* What is asked *
Output the lines of the records from the one containing "grey turtleneck collar" through the last, both ends included. Leave pictures out.

○ ○ ○ ○

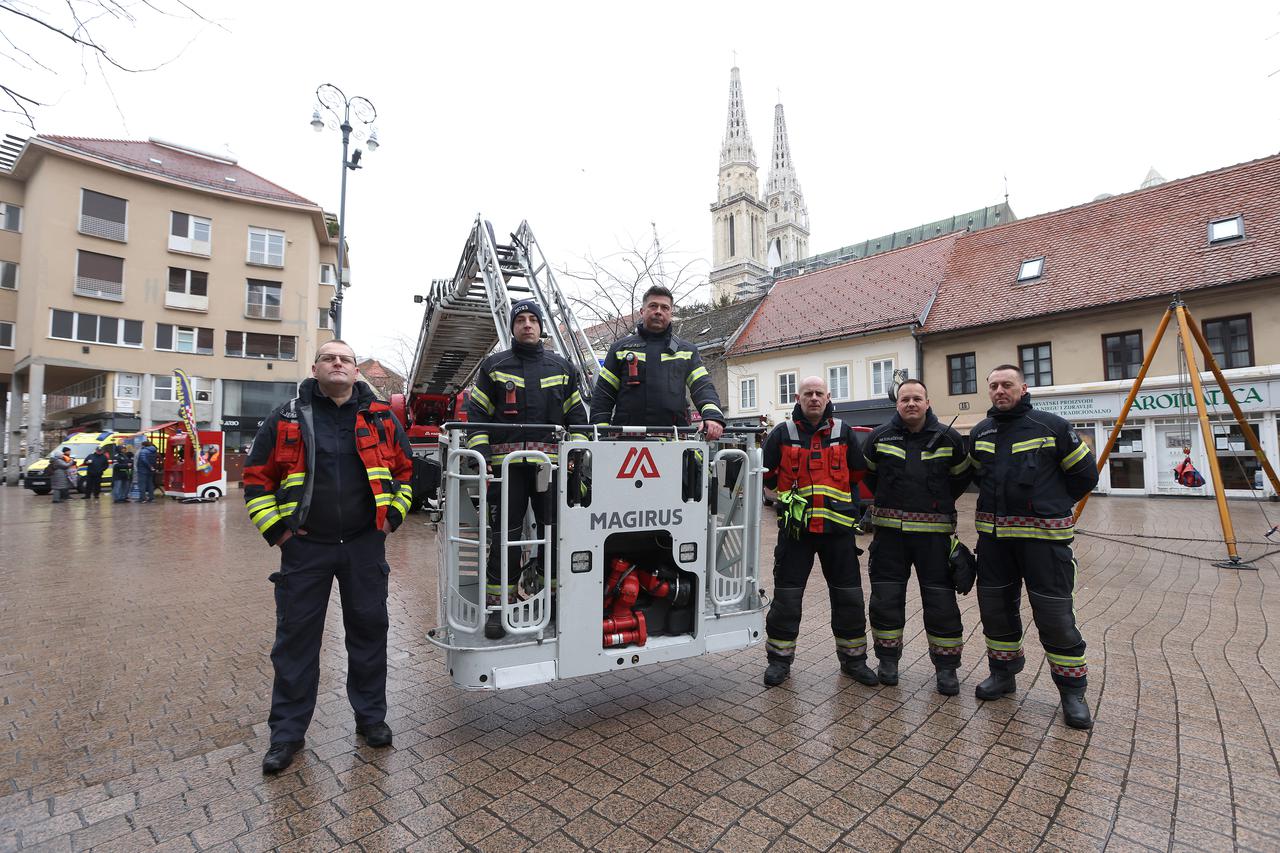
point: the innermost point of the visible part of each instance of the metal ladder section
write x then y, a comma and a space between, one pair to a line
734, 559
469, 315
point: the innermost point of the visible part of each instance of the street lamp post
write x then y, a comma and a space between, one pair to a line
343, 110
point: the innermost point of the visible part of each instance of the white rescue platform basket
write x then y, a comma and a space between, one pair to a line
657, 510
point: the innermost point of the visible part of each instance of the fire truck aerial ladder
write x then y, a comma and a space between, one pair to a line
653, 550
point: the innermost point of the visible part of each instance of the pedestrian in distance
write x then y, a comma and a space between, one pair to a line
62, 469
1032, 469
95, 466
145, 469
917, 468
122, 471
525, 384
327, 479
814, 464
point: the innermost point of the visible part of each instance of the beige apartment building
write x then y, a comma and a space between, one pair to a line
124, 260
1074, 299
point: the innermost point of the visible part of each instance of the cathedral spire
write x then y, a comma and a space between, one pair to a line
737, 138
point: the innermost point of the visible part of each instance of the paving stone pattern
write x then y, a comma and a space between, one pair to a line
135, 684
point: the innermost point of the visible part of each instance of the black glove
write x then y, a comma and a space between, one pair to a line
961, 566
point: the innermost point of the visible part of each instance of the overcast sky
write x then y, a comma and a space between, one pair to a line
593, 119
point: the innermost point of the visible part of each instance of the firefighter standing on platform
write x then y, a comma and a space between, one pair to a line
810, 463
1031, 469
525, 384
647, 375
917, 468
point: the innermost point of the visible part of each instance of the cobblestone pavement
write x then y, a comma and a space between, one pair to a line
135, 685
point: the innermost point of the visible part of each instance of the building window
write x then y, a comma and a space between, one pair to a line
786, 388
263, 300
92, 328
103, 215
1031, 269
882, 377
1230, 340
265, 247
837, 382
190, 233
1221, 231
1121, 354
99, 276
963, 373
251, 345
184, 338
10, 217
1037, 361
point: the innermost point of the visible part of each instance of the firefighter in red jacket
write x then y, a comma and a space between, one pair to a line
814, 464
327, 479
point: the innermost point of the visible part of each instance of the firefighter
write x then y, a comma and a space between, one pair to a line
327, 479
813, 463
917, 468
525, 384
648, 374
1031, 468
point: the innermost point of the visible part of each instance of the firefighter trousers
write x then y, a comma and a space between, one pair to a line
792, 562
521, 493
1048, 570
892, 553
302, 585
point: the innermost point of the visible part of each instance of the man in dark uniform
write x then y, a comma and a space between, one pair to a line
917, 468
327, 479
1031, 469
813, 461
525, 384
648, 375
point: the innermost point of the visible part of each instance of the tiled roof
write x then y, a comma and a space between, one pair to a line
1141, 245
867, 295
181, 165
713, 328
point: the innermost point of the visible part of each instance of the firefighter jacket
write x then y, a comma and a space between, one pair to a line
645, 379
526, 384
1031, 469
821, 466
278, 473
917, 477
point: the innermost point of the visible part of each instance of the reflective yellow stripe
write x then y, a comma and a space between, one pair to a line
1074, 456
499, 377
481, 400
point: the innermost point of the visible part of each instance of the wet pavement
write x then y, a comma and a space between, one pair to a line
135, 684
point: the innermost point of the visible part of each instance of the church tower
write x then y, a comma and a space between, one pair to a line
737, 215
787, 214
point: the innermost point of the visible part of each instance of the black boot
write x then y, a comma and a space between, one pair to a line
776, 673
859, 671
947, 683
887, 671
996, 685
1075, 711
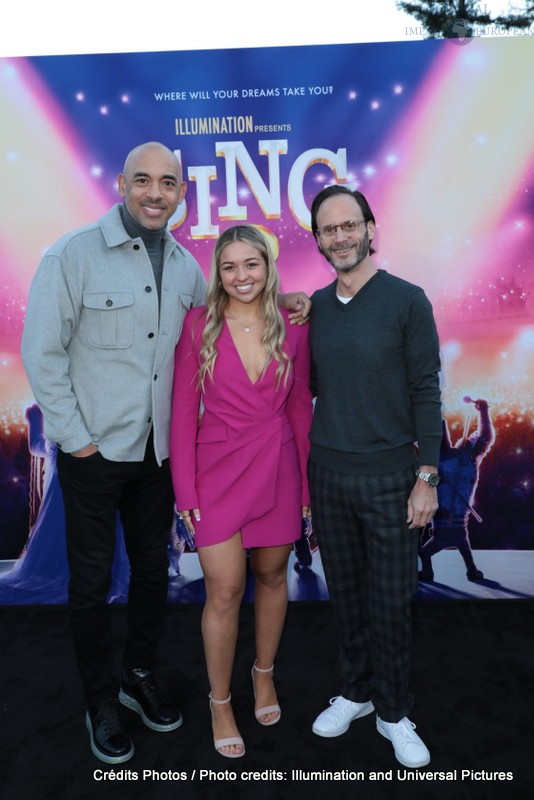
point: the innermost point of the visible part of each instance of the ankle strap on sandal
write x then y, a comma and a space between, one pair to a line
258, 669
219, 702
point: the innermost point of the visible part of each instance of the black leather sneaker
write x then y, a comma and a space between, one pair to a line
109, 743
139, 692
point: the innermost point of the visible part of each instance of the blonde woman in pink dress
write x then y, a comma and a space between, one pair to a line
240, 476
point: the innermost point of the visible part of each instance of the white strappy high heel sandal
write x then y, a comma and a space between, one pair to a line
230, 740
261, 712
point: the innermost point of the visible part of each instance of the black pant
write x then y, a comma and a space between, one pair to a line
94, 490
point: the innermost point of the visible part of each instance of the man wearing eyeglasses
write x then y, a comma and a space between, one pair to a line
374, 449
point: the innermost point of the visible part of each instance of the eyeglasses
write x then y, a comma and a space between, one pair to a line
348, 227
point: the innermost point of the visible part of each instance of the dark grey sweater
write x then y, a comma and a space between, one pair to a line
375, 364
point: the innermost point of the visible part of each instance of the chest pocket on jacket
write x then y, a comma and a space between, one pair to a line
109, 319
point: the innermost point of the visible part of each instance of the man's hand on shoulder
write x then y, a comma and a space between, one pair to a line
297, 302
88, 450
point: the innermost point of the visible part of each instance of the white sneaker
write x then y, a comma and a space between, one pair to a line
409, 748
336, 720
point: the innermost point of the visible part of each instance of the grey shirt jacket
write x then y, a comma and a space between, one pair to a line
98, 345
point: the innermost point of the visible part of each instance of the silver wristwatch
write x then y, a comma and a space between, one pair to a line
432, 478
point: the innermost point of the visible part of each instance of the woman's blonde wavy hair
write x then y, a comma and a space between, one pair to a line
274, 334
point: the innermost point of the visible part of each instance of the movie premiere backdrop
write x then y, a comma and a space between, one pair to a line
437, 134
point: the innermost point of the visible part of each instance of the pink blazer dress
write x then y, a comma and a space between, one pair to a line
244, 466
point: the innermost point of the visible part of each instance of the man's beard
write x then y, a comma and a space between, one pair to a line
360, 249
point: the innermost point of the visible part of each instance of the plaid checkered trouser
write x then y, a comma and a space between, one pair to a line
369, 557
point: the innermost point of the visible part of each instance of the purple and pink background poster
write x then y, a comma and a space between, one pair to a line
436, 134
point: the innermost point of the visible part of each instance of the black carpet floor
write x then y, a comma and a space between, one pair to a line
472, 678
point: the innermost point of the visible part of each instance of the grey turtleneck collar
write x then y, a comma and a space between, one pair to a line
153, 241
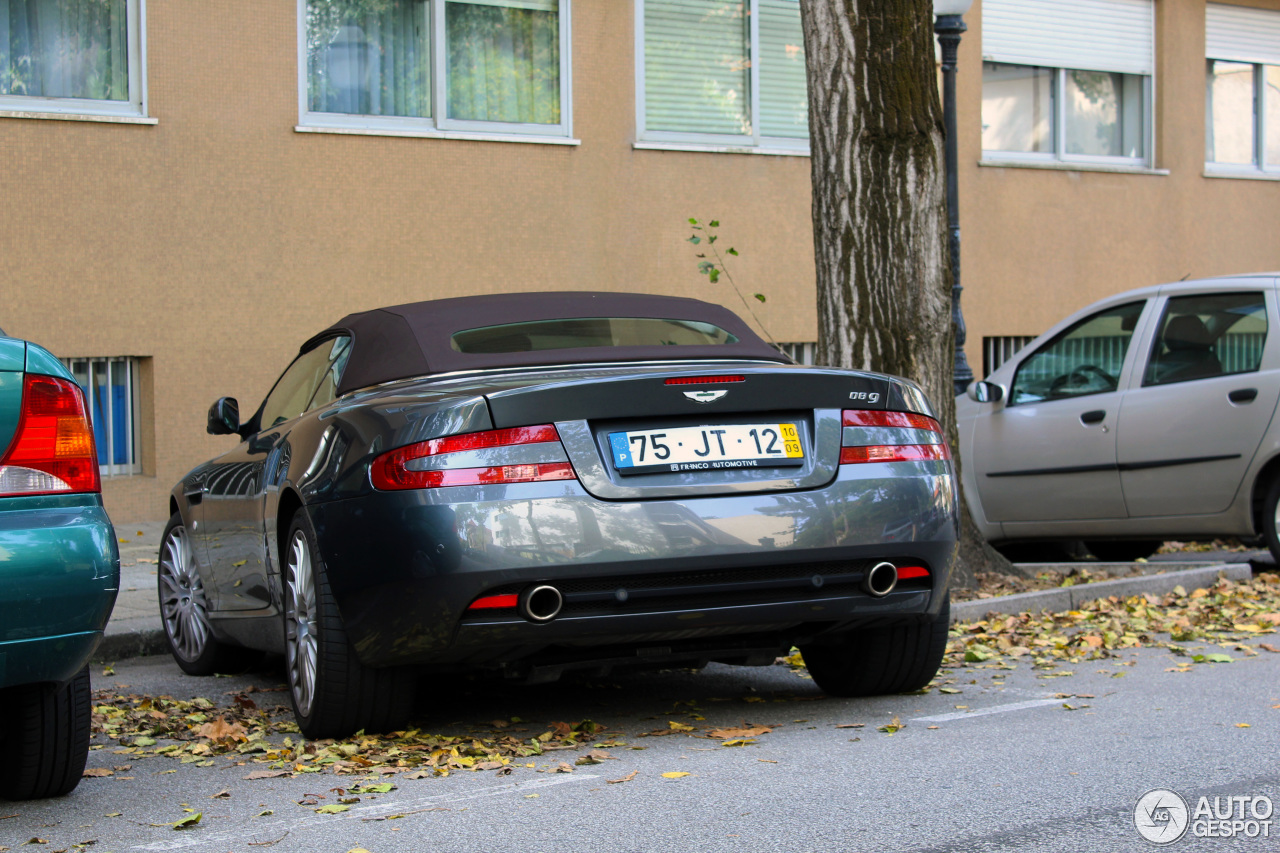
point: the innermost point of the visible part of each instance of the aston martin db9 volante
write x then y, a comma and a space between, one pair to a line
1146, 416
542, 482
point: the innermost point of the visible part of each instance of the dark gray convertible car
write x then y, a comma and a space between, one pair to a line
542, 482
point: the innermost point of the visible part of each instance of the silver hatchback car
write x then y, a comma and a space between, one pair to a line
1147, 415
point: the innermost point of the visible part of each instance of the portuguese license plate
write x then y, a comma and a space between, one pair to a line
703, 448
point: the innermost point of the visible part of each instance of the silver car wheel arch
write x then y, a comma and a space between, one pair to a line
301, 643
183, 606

○ ○ ○ ○

* Task response *
point: the innermost point of the visible part of each instance of the grey turtleneck collar
write x then y, a comma and a space between, one pair to a line
153, 241
point: the innermost point of the visible part of each instance of the aston martin db9 volante
write x then y, a comma and a space between, one pair to a line
1146, 416
542, 482
point: the innermost point of the visible part of each instance of the dark gray convertible car
write x then y, a comma and a space between, one pair to a line
542, 482
point: the innermost point of the visible part of each instance of the silver hatchback car
write x then y, a comma and a space between, one pair to a line
1147, 415
point: the innermost point of the visible part of each instance of the portuguese license plate
write x then y, a comma and a space between, one pair to a line
703, 448
point: the innermost point of the visible part of each instance of the silver car wheel arch
write x then y, a comma and a space between, one pair to a line
301, 643
183, 606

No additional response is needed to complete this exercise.